• Exercise set
A: In the book review on Jewish identity, where does Dr. Ruth Popkin lecture?
B: Name every person the final paragraph of the book review on Jewish identity mentions in connection with Zionism.
C: Reproduce word for word the stretch of the book review on Jewish identity from "Book probes the" through "Fred Reiss, Ed.D.".
== Passage shown
Book probes the concept of Jewish identity

Jewish Identity: The Challenge of Peoplehood Today by Ruth Shamir Popkin, Gefen Publishing House, Jerusalem;  ISBN 978-965-229-671-9 ©2015, $24.95, p. 272, plus Notes, Sources, and Index (also available in Kindle)
By Fred Reiss, Ed.D.

Fred Reiss, Ed.D
Fred Reiss, Ed.D

WINCHESTER, California — From the time of the Bar Kokhba Revolt in the second century to 1948 and the establishing of the State of Israel, Jews, wandering the world as a people from a stateless nation, were vilified by the Romans and then by Christianity and Islam; their treatment and survival dependent on the beneficence of the ruler under which they happened to be living at the time. Disdain for Jews continues into modern times—the Holocaust, the death of nearly two-thirds of all European Jews, a twentieth-century phenomenon, exacerbated by the lack of actions of uncaring nations, clearly demonstrates the continuing animus of contemporaneous countries toward the Jews.

Israeli jurist and lecturer at the American-Jewish University, Dr. Ruth Popkin, in her newest book Jewish Identity, explores the confluence and evolution of events, issues, and personalities creating the modern Jewish mindset beginning with the rise of Europen nationalism in the eighteenth century and its connection to the formation of modern Zionism and the creation of Israel, followed by the origins of post-Zionism and the development of a Hebrew-Israeli identity distinguishable from one held by Diaspora Jewry.

In search of the Jewish identity, Popkin raises many important questions, some of which are: can one say that the Jews constitute a nation or are just a religion? In light of the failure of most Jews to return to Israel, to what extent is Zionism, the deep-seated desire of Diaspora Jews to return to their historic homeland, a legitimate aspiration? Who is a Jew and is that distinct from being an Israeli? How has the manifestation of anti-Semitism in the early twentieth century and the Holocaust in mid-century altered American Jewry? Does the existence of a Jewish national life in Israel elevate Jewish identity?

European Jewry’s reaction to the rise of European nationalism, according to Popkin, came in a personal form of nationalism, known as Zionism. Some scholars assert that an early form of Zionism, a “proto-Zionism,” began with the twelfth century poet and philosopher Judah Halevi. Popkin, however, begins with the philosopher Baruch Spinoza, a seventeenth century apostate Sephardic Jew because he “was the first philosopher to define Judaism as a modern secular nation,” and then takes us along Zionism’s intellectual trail through such notables as Eliezer Ben-Yehuda and Theodore Herzl.
====
== Record excerpts
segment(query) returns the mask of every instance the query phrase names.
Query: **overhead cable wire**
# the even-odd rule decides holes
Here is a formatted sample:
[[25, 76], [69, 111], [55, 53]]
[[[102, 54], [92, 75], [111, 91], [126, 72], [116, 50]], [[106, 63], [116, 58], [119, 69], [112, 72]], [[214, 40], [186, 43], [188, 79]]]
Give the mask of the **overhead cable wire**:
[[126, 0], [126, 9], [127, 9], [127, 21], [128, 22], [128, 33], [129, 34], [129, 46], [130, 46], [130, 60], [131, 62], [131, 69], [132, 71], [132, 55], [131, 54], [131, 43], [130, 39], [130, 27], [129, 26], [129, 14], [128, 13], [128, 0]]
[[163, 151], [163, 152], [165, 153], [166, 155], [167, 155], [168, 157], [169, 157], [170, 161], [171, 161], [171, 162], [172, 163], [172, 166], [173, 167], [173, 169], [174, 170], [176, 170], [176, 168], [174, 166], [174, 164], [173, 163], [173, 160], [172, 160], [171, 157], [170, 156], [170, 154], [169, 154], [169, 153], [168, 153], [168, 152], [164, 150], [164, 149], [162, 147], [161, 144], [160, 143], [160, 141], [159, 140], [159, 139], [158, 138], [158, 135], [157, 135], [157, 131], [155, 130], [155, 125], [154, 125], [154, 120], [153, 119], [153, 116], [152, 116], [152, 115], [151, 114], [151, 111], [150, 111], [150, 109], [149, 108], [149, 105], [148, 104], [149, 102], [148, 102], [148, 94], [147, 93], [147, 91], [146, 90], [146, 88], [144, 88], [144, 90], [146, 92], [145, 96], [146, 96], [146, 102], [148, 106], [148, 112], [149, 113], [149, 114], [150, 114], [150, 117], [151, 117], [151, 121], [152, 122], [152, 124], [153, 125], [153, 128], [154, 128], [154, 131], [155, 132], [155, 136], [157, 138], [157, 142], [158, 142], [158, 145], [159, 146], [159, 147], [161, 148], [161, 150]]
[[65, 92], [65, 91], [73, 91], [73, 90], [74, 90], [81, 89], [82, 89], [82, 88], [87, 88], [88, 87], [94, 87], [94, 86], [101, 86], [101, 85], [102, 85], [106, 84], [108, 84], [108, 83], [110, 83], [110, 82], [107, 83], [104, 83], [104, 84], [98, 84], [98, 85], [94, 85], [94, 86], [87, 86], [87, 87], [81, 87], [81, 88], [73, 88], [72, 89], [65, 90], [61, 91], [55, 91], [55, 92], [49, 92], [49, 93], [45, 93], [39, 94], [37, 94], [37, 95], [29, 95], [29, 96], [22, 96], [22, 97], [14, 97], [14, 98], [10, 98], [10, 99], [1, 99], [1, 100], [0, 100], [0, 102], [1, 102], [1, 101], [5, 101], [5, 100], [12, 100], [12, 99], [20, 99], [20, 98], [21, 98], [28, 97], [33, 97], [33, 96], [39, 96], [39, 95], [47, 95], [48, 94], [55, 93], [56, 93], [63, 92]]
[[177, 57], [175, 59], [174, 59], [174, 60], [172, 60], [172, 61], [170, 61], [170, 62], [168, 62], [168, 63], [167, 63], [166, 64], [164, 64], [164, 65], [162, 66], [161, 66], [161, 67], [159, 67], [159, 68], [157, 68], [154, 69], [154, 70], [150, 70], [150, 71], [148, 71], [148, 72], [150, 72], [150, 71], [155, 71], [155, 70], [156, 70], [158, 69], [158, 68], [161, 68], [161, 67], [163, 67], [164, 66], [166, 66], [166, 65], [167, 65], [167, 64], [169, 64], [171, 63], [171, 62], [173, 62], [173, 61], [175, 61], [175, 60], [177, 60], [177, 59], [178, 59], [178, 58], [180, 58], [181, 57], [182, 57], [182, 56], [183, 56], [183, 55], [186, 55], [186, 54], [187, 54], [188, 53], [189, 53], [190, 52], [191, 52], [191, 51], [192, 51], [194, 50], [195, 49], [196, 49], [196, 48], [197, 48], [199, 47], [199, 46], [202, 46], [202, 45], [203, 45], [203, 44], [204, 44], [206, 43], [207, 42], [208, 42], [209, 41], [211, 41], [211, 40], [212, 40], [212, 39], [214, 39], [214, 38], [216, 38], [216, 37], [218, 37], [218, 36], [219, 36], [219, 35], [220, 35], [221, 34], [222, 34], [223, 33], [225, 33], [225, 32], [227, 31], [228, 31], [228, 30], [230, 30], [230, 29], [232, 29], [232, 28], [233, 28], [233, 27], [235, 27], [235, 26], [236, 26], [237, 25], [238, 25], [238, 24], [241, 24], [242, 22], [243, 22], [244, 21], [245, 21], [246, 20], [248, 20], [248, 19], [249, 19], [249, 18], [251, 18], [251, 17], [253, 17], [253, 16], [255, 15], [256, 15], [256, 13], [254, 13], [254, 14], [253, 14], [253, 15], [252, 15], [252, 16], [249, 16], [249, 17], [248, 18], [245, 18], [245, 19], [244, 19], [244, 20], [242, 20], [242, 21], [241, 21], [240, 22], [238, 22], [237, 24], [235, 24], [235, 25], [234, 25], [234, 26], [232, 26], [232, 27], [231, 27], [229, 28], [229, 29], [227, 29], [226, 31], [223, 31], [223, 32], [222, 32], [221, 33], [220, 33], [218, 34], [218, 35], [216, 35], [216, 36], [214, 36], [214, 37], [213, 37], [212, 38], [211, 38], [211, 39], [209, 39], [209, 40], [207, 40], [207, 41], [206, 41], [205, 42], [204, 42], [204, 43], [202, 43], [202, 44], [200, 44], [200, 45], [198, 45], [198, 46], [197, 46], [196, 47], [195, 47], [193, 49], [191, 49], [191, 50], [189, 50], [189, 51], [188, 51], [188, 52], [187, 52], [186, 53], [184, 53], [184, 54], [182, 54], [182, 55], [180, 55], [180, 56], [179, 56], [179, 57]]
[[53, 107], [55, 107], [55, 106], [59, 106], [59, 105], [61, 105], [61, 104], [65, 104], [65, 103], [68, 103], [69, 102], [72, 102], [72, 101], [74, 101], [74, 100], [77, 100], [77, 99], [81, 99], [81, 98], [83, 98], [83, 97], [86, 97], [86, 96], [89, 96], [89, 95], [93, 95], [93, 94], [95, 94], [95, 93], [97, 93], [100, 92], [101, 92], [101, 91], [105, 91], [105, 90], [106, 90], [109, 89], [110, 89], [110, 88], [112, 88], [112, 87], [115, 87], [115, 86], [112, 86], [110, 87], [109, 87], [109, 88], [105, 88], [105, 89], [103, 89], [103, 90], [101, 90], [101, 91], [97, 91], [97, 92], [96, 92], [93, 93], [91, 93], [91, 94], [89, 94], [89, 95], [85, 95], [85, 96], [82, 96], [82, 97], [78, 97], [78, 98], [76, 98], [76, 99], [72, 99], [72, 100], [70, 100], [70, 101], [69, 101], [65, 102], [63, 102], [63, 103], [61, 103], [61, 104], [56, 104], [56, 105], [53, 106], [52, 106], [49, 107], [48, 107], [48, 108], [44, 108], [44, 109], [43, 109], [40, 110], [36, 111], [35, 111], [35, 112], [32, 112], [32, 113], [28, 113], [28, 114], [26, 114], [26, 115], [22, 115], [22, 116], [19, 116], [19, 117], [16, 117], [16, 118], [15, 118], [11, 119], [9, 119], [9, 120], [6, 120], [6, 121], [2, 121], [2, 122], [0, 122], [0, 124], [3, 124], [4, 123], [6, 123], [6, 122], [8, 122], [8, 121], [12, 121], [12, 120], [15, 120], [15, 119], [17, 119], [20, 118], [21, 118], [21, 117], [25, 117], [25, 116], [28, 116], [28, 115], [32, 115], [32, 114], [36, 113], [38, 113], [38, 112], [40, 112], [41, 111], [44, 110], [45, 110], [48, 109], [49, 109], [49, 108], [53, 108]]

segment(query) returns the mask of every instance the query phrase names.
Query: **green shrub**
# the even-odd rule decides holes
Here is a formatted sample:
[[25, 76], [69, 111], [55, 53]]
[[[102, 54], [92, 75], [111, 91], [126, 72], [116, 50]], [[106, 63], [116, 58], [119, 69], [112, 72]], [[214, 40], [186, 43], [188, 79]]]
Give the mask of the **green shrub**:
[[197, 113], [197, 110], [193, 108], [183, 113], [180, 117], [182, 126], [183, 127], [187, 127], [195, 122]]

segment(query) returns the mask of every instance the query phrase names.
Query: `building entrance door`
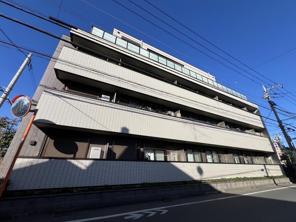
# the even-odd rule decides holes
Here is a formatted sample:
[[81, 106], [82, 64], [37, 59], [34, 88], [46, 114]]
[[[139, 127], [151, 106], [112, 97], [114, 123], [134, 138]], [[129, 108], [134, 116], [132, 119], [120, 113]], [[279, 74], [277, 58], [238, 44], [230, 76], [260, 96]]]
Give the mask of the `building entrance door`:
[[177, 152], [171, 152], [170, 153], [170, 161], [178, 161], [177, 157]]

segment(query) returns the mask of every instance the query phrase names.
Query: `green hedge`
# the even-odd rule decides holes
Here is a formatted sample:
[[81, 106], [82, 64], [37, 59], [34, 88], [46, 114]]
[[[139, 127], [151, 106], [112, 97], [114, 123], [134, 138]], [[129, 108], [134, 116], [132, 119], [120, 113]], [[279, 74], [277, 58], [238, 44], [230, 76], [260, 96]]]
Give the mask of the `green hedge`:
[[181, 181], [177, 182], [165, 183], [143, 183], [139, 184], [133, 185], [105, 185], [100, 186], [89, 186], [85, 187], [64, 187], [61, 188], [51, 188], [38, 189], [26, 190], [20, 191], [6, 191], [2, 195], [4, 197], [24, 197], [30, 196], [47, 195], [73, 193], [102, 191], [108, 190], [115, 190], [126, 189], [133, 189], [137, 188], [154, 187], [159, 186], [168, 186], [180, 185], [209, 184], [211, 183], [235, 182], [243, 180], [260, 180], [264, 179], [274, 179], [287, 177], [284, 175], [271, 176], [255, 177], [236, 177], [234, 178], [221, 178], [207, 180], [191, 180]]

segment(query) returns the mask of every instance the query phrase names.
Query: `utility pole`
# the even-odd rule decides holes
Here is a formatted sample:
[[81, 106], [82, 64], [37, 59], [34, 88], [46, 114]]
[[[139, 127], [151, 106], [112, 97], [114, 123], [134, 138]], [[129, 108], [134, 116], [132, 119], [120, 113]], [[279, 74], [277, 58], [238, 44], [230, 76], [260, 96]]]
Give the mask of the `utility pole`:
[[[283, 125], [283, 123], [281, 122], [281, 120], [280, 119], [277, 113], [276, 112], [276, 110], [275, 108], [274, 108], [274, 105], [276, 105], [276, 104], [270, 99], [270, 96], [269, 96], [269, 94], [267, 92], [266, 89], [265, 89], [265, 87], [263, 84], [262, 84], [262, 86], [263, 87], [263, 90], [264, 90], [264, 95], [263, 96], [263, 98], [264, 99], [267, 99], [268, 103], [270, 105], [270, 107], [271, 108], [271, 110], [273, 111], [274, 113], [274, 115], [275, 116], [276, 118], [276, 120], [279, 123], [279, 126], [280, 128], [281, 128], [281, 130], [283, 134], [284, 135], [284, 136], [286, 139], [286, 141], [288, 143], [288, 145], [289, 146], [289, 147], [290, 147], [290, 149], [291, 149], [291, 150], [292, 151], [292, 153], [293, 154], [294, 158], [296, 159], [296, 154], [295, 154], [296, 153], [295, 153], [295, 148], [294, 147], [294, 146], [292, 145], [291, 141], [290, 140], [290, 137], [288, 135], [287, 132], [286, 131], [286, 130], [285, 129], [285, 128]], [[278, 86], [280, 86], [279, 85]], [[273, 86], [273, 88], [276, 88], [277, 87]]]
[[22, 72], [22, 71], [24, 71], [24, 70], [26, 67], [26, 66], [27, 65], [27, 64], [30, 61], [32, 55], [33, 55], [32, 53], [30, 53], [29, 55], [27, 57], [27, 58], [26, 58], [26, 59], [24, 61], [22, 65], [22, 66], [20, 67], [20, 69], [17, 71], [17, 72], [16, 73], [14, 77], [13, 77], [11, 81], [9, 83], [8, 86], [6, 87], [5, 91], [4, 91], [3, 94], [2, 94], [2, 95], [0, 97], [0, 108], [2, 106], [2, 105], [4, 103], [5, 101], [7, 99], [7, 97], [8, 97], [8, 95], [9, 95], [10, 91], [12, 90], [12, 88], [13, 88], [13, 86], [15, 84], [17, 81], [17, 80], [20, 78], [20, 75]]
[[276, 131], [275, 131], [275, 133], [274, 134], [276, 136], [274, 138], [278, 141], [278, 144], [279, 145], [279, 147], [281, 149], [281, 152], [283, 153], [284, 155], [286, 156], [286, 158], [289, 159], [290, 163], [292, 163], [291, 161], [291, 159], [290, 158], [290, 157], [289, 156], [289, 155], [287, 153], [288, 152], [288, 151], [286, 150], [285, 149], [284, 143], [281, 141], [281, 137], [279, 136], [280, 134], [277, 133]]

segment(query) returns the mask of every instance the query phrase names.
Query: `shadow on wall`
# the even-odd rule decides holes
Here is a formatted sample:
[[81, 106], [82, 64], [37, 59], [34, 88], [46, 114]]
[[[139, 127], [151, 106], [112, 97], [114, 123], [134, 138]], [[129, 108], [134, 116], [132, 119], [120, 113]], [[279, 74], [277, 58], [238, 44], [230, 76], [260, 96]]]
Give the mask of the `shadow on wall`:
[[[202, 165], [198, 165], [200, 164]], [[223, 165], [188, 163], [186, 165], [177, 162], [21, 157], [10, 176], [11, 183], [8, 188], [18, 190], [139, 184], [265, 174], [262, 165], [255, 168], [252, 165], [250, 168], [242, 170], [234, 164], [221, 164]]]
====
• Outputs
A: At the American-Jewish University.

B: Judah Halevi, Baruch Spinoza, Eliezer Ben-Yehuda, Theodore Herzl

C:
Book probes the concept of Jewish identity

Jewish Identity: The Challenge of Peoplehood Today by Ruth Shamir Popkin, Gefen Publishing House, Jerusalem;  ISBN 978-965-229-671-9 ©2015, $24.95, p. 272, plus Notes, Sources, and Index (also available in Kindle)
By Fred Reiss, Ed.D.